== 課題一覧 ==
1. 下に並ぶ行のうち、「football」という語を含む行がいくつあるか数え、その数だけを答えてください。
2. 美作の城跡調査についての文書が途切れたところから、その続きを書き継いでください。

== 文書 ==
++++++++
小原山王山城跡〈おはらさんのうさんじょうあと〉(美作市古町)

 城全体にあらゆる防御施設を配備。

淡相城跡〈あわいじょうあと〉(美作市粟井中)

 大規模かつ複雑な防御施設。

鞍懸城跡〈くらかけじょうあと〉(美作市田殿・楢原中)

 壮大な切岸で守られた南北朝期の城。

井内城跡〈いのうちじょうあと〉(美作市下山)

 曲輪を守る堅固な防御線。

大別当城跡〈だいべっとうじょうあと〉(奈義町高円・関本)

 日本原高原や津山盆地を一望。

江原城跡〈えはらじょうあと〉(美咲町里)

 主郭を守る急傾斜で高い切岸。

伊勢畑城跡〈いせはたじょうあと〉(岡山市北区下神目、久米南町上神目)

 土塁を多用した複雑な縄張り。

 このほかにも魅力的な城館跡がたくさんありましたが、以上はほんの一部。

 おかげさまで多くの方々の御協力により、無事に今年度の事業を終えることができました。

 さて、平成28年度は美作に加えて備中の城館跡も本格的に攻める予定です。さらなる調査成果に御期待ください。(S・Y・A)

春先に訪れた小原山王山城跡(美作市)
春先に訪れた小原山王山城跡(美作市)

大別当城跡(奈義町)からの眺望
大別当城跡(奈義町)からの眺望

第23号

呼び名に「尼」がつく城

 平成27年度に予定していた美作地域の現地調査もあと少しで終了となりますが、最近、この地域の山城について調査員の間で"あること"が話題になっています。実は美作国には「尼〈あま〉ヶ城」や「比丘尼〈びくに〉城」のように、呼び名に「尼」がつく城が13か所もあるのです(「比丘尼」の誤称「比丘」を含む)。しかも、美作市には9城、鏡野町に2城、奈義町と西粟倉村に各1城ありますが、津山市、真庭市、新庄村、勝央町、久米南町、美咲町では確認できていません。岡山県内に広げても、岡山市と井原市の2城しか見当たらず、総じて美作国でも東部にこうした城の名前が集中しています(表1・図1)。「尼」や「比丘尼」は仏門に入った女性を指しますが、なぜこの地域にこうした呼び名の城が多く見られるのでしょうか。

表1 岡山県内の呼び名に「尼」がつく山城一覧(「比丘」を含む)
++++++++
== 表示データ ==
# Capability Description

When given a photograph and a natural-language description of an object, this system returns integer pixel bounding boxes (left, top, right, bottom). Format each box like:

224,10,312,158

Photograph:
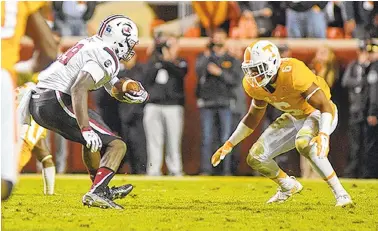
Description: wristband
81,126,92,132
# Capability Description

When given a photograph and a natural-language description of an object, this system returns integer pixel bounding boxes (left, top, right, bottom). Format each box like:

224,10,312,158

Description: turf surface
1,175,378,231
++++++++
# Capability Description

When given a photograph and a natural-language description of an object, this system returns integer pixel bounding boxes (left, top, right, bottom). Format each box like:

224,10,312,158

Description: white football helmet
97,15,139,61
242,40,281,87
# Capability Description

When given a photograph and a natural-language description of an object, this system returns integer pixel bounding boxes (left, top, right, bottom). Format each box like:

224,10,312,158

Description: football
++++++++
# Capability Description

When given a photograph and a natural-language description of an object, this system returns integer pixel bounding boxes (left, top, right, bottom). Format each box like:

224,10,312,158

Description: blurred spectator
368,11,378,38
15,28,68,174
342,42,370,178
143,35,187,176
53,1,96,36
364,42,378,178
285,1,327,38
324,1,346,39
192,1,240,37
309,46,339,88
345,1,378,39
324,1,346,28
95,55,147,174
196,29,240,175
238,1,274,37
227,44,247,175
++++++++
== 回答 ==
1. 2

2.
No. 城名[別称] 所在地 備考
尼城・比丘尼ヶ城[黒山城] 西粟倉村長尾・美作市東吉田 春名新治郎の居城。尼子晴久により落城。
比久尼ヶ城[蜂谷城] 美作市宮本 城主不詳。
比丘尼ヶ城 美作市川上 城主不詳。山名時氏により落城。
尼ヶ城 美作市川上 城主不詳。山名時氏の執事小林重長により落城。
尼山城・比丘尼ヶ城 美作市壬生・沢田 赤松一族の居城。
比丘尼城 美作市長谷内・大町 尼子氏の城。技巧的な縄張り。
比丘ヶ城[天王山城・松田城] 美作市上福原 城主松田岩之丞が康安年間に山名氏と合戦、討死。
比丘ヶ城 美作市山口 安東千代一丸(康永年間)、安東左右馬助が居城。
比丘尼城 美作市楢原中 「金焼山」といわれる。
10 尼ヶ城 美作市北山 城主不詳。尼子氏の城。技巧的な縄張り。
11 比久尼城 勝田郡奈義町中島東 昔、比丘尼が居住。尼子氏の陣。
12 比丘尼城・比丘尼ヶ城[下原城] 鏡野町久田下原 城主不詳。発掘調査実施。室町時代前半の山城。
13 比丘尼ヶ城・びくにヶ城・ビクニガ城 鏡野町富西谷 土豪層の持城。
14 比丘尼城[国富城] 岡山市中区国富 城主は国富左衛門佐・国富源左衛門。
15 尼子城・尼ヶ城 井原市美星町星田 城主不詳。尼子家臣が拠る。

山城分布
図1 岡山県内の呼び名に「尼」がつく山城分布図(「比丘」を含む)

  • 現在の行政的区域と旧国の範囲は一部異なる。
  • No.4尼ヶ城の築城場所は未詳。

「調査員だより」第17号で触れているように、中世に築かれた城は当時の呼び名が分からないものが多く、現在の呼び名は江戸時代に著された軍記物や地誌などにもとづいています。

改めて、これらの城の故事来歴〈こじらいれき〉をみると、No.3比丘尼ヶ城やNo.4尼ヶ城のように因幡・伯耆に勢力を誇った山名時氏〈やまなときうじ〉らによって落城したとされるものがありますが、No.1尼城・比丘尼ヶ城(黒山城)、No.6比丘尼城、No.10尼ヶ城、No.11比久尼城などは、出雲の尼子〈あまご〉氏が占領あるいは攻略した城と伝わっています。つまり、城名の「尼」は、「尼子」に通ずるものが少なくないといえそうです。では、なぜ美作国の東部にこうした城の名前がまとまっているのでしょうか。

No.8比丘ヶ城(北西から)
No.8比丘ヶ城(北西から)

No.10尼ヶ城(北東から)
No.10尼ヶ城(北東から)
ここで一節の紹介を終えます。